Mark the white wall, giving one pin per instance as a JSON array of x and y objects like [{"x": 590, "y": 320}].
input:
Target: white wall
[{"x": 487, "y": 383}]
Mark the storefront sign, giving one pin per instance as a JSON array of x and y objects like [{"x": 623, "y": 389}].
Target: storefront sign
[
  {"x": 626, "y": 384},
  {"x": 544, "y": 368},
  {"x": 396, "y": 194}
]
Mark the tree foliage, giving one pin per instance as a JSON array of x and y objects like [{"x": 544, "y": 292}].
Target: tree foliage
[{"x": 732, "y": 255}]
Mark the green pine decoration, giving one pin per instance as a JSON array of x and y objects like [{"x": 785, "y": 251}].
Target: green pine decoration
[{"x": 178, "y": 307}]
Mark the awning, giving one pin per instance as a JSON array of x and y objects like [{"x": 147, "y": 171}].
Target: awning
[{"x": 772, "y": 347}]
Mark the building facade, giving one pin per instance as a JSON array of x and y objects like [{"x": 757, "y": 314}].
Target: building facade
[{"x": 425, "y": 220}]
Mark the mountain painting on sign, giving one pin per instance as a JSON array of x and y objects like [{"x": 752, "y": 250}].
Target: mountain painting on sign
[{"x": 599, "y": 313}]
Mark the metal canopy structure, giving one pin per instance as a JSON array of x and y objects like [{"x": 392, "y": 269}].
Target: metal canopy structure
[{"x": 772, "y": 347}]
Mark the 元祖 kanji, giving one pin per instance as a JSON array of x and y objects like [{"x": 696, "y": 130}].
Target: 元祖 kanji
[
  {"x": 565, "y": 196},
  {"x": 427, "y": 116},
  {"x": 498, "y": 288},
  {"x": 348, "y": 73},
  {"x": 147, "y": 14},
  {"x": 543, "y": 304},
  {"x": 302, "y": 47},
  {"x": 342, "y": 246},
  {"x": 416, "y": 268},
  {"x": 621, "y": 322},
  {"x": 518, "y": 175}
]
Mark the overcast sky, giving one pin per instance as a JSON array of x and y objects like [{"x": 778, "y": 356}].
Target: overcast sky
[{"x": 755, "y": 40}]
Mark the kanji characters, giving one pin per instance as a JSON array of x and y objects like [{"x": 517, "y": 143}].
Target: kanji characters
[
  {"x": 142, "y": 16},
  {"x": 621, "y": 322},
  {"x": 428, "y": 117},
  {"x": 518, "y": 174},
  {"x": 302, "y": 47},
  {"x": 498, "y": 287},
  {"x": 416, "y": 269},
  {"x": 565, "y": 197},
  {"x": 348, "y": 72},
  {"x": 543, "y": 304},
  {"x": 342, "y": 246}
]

- [INSTRUCTIONS FOR THE TASK]:
Reproduce every one of the entries above word for word, in the same order and with the same line breaks.

- [COMPLETE ANSWER]:
Mark the white wall, giving one pin per instance as a JSON array of x and y objects like [{"x": 590, "y": 320}].
input:
Target: white wall
[{"x": 487, "y": 383}]
Mark the storefront sign, giving one pin per instance as a JSON array of x and y objects like [{"x": 623, "y": 389}].
Target: storefront sign
[
  {"x": 626, "y": 384},
  {"x": 544, "y": 368},
  {"x": 396, "y": 194}
]
Mark the tree foliage, giving one pin per instance as a JSON array of x and y objects like [{"x": 544, "y": 292}].
Target: tree foliage
[{"x": 732, "y": 255}]
Mark the green pine decoration, giving one pin per instance as a JSON array of x and y objects like [{"x": 785, "y": 251}].
Target: green pine decoration
[{"x": 178, "y": 307}]
Mark the awning, giving one pin per instance as a JSON array of x and y objects like [{"x": 147, "y": 171}].
Target: awning
[{"x": 772, "y": 347}]
Mark the building facade, giving one pin per instance as a JSON array of x and y objects like [{"x": 757, "y": 314}].
Target: building facade
[{"x": 425, "y": 220}]
Mark the mountain painting on sign, giving one pin per instance as a JSON array of x and y objects like [{"x": 752, "y": 250}].
Target: mountain painting on sign
[{"x": 599, "y": 313}]
Mark the metal canopy structure, giving one pin per instance as a JSON array of x and y objects like [{"x": 392, "y": 269}].
Target: metal canopy structure
[{"x": 772, "y": 347}]
Mark the 元祖 kanji, giving one pin per instance as a JSON array of x and y objects like [{"x": 696, "y": 130}].
Target: 元祖 kanji
[
  {"x": 565, "y": 196},
  {"x": 427, "y": 116},
  {"x": 498, "y": 288},
  {"x": 348, "y": 73},
  {"x": 147, "y": 14},
  {"x": 543, "y": 304},
  {"x": 302, "y": 47},
  {"x": 342, "y": 246},
  {"x": 416, "y": 268},
  {"x": 621, "y": 322},
  {"x": 518, "y": 175}
]
Mark the overcast sky, giving one pin per instance as a JSON array of x and y objects like [{"x": 778, "y": 356}].
Target: overcast sky
[{"x": 755, "y": 40}]
Mark the kanji characters, giving one pin per instance as a JSON array of x and y objects like [{"x": 517, "y": 143}].
Target: kanji characters
[
  {"x": 142, "y": 16},
  {"x": 621, "y": 322},
  {"x": 428, "y": 117},
  {"x": 518, "y": 174},
  {"x": 302, "y": 47},
  {"x": 498, "y": 287},
  {"x": 416, "y": 269},
  {"x": 565, "y": 197},
  {"x": 348, "y": 72},
  {"x": 543, "y": 304},
  {"x": 342, "y": 246}
]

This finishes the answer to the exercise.